__Passage provided__:
The madness of Abubakar Malami

The other day, Attorney-General Abubakar Malami appeared on Channels Television’s ‘Politics Today’ to declare southern governors’ ban on open grazing unconstitutional.
The Usmanu Danfodiyo University-trained lawyer argued that the ban “does not align with the provisions of the Constitution, hence it does not hold water.” If he had stopped it there, it would have been one of those interventions of his that would soon be forgotten by history and forgiven by man. He did a similar thing after the rollout of the Western Nigeria Security Network codenamed Operation Amotekun in January 2020. But the senior advocate of Nigeria went further.
“It is about constitutionality within the context of the freedoms expressed in our constitution,” he said. “Can you deny the rights of a Nigerian? For example, it is as good as saying, perhaps, maybe, the northern governors coming together to say they prohibit spare parts trading in the north. Does it hold water? Does it hold water for a northern governor to come and state expressly that he now prohibits spare parts trading in the north?”
Host Seun Okinbaloye should not have let the minister get away with that attempt to draw a moral equivalence between herdsmen and their cows and spare parts dealers. Mr Okinbaloye should have called Malami out for his “Biafran Boys” moment à la Justice Danladi of the Code of Conduct Tribunal. But since Seun Okinbaloye gave Abubakar Malami a free pass, it is up to us, Nigerians, to subject his illogical reasoning to public scrutiny.
For six years, the government of President Muhammadu Buhari has done nothing to deescalate the thorny issue of open grazing as the open sore of a nation, from which all other worms and venoms crawl out. For six years, Abubakar Malami and his principal have done nothing to address the need to restructure Nigeria, the nursery from which all the injustices in Nigeria germinate. They have shown how incredibly comfortable they are with the status quo that only guarantees a progressive disintegration of the core fabrics of Nigeria.
But the moment governors of southern states of Nigeria smelt the imminent revolt of their people and woke up from their slumber, the Buhari team quickly figured out that restructuring must start from the local government areas. They also realised that the right of Nigerians and their cattle to live free in any part of the country is sacrosanct.

__Job 1__: From the column on Abubakar Malami, write out the text starting with "For six years, the" and going on through "fabrics of Nigeria.".
__Job 2__: According to the column on Abubakar Malami, in what month and year was Operation Amotekun rolled out?
__Job 3__: Resume the column on Abubakar Malami, carrying it on from its final sentence.

__Given information__:
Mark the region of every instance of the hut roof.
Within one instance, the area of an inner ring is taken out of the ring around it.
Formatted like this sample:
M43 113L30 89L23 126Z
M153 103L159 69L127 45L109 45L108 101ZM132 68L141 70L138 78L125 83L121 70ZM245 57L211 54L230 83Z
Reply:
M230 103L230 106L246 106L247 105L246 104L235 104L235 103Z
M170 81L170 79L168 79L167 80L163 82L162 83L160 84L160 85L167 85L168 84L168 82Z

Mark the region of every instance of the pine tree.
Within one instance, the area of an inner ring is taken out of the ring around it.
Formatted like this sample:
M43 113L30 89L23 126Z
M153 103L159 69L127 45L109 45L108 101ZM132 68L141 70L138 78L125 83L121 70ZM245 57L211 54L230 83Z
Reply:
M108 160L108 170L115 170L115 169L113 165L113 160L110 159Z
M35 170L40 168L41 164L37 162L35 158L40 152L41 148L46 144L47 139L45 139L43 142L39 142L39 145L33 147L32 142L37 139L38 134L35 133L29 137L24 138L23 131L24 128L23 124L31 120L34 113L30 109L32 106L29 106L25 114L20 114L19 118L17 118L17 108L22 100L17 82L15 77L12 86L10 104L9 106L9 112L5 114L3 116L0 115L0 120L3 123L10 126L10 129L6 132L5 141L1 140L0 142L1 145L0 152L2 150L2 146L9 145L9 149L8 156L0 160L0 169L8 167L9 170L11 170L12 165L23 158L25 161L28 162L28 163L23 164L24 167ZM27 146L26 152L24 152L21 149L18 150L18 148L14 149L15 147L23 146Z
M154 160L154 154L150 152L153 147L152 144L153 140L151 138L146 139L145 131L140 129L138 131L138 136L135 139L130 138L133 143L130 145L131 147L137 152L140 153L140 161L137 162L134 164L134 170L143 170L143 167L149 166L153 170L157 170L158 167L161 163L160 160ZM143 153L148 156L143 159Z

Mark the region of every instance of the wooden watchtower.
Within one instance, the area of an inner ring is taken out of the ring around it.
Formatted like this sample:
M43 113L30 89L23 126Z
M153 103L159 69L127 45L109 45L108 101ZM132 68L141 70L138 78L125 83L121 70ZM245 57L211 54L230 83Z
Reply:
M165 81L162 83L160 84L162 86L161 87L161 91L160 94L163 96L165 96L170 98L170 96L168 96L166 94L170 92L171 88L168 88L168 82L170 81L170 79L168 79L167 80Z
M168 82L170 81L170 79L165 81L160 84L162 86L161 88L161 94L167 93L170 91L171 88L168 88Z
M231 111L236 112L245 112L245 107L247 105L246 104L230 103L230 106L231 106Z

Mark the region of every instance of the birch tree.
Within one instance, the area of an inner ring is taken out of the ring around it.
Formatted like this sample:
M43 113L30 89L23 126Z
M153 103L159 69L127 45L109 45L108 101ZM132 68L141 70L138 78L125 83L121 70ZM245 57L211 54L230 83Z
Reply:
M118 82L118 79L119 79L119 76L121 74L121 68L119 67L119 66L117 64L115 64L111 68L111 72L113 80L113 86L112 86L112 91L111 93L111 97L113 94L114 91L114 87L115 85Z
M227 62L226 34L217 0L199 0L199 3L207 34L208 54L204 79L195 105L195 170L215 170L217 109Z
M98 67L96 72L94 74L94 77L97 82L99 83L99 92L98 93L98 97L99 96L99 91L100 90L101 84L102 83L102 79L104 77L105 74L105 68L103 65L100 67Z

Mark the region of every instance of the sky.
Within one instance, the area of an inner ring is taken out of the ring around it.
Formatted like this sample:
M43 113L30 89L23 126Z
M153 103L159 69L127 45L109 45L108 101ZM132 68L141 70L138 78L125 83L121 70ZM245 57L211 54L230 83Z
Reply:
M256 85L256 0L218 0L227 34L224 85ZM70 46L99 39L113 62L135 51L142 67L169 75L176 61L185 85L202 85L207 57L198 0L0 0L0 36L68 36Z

__Task answer 1__:
For six years, the government of President Muhammadu Buhari has done nothing to deescalate the thorny issue of open grazing as the open sore of a nation, from which all other worms and venoms crawl out. For six years, Abubakar Malami and his principal have done nothing to address the need to restructure Nigeria, the nursery from which all the injustices in Nigeria germinate. They have shown how incredibly comfortable they are with the status quo that only guarantees a progressive disintegration of the core fabrics of Nigeria.

__Task answer 2__: January 2020

__Task answer 3__:
Nigerians with just an ordinary West African School Certificate can understand without any difficulty the difference between traders buying and selling spare parts in shops and herders who march their cattle from North to South. Those who have never seen a law school in their lives can differentiate the constitutionally mandated rights of movement of citizens across Nigeria and the rights of herders and their cattle to crisscross the overpopulated countryside of southern Nigeria. They are conversant with the consequence of herders and their cattle stumbling across farmlands, destroying livelihoods, and instigating deadly conflicts that have inflamed ethnic sentiments and secessionist movements.
Somehow, despite his education, Abubakar Malami had difficulty grasping those basic facts about our rights terminating at the very point where the rights of our fellow humans begin. Or maybe he does, but he is rather mischievously peddling archaic logic and pedestrian reasoning structured to fool the unenlightened amongst us. Whatever the driving force, it is disheartening that men like Malami are heading the affairs of 21st century Nigeria, a country of sophisticated men and women conversant with modern-day thinking and trends. Malami does not just shame high-flying Nigerians worldwide with his subpar thinking; he lowers the IQ of Nigerians at home looking up to him. These Nigerians think that his high-profile position reflects his possession of any iota of high profile faculty.
The greatest insult any lawyer will bring to the legal profession is to make his audience ask, “What do they teach them in law schools these days?” That is exactly what Nigeria’s Attorney General, Abubakar Malami, made millions of Nigerians wonder.
US Supreme Court Justice Clarence Thomas dislikes affirmative action because he feels that people like him who worked hard to get into law school and graduate with honours get lumped with people who got in and made it through the help of affirmative action. Whenever Malami opens his mouth to weigh in on matters of national importance, he diminishes the Senior Advocate honour attached to his name. He makes any observer wonder if the federal character or another form of affirmative action saw him through law school.
Malami’s greatest malady is his deployment of malicious moral equivalence to support his non-existent, illogical, and shallow argument. It is a behaviour seen in men deficient in honesty and lacking in gravitas. Intelligent men fear nothing more than betraying their moral fortitude. Smart men know that if they lose their moral compass, no matter the title they hold or the regalia they wear, no matter the sycophants chanting their name or the brides softening their footsteps with petals of roses, they are mere hollow men in the eyes of those initiated into critical thinking league.
On the matter of restructuring, Malami repeated the discredited argument of the senate president, Ahmed Lawan, which is that state governors must first restructure the state’s relationship with the local governments before pointing fingers at the federal government. Imagine the audacity. If the attorney general had given a hoot about local government autonomy, he would have been filing lawsuits to force the governors to do so. But he didn’t. Instead, he was busy plotting how to inherit the presidency of a desecrated and decaying nation.
Mr Malami said something else that was particularly important for serious-minded people to pay attention to. Having failed in the last six years to acknowledge that Nigeria’s structure is unjust, unstable, and unsustainable, Malami and his likes are always quick to direct those who desire a restructure of Nigeria to go to the National Assembly to effect the change. It is akin to asking the devil to lead you to heaven.
The National Assembly is one of the institutions in Nigeria conceived in injustice, swim in it, and breathe the same. They also take their cue from an unjust constitution. These are the same folks that Malami and all those who, in all sincerity, do not desire to lift a finger against injustice quickly refer to those seeking reforms to approach.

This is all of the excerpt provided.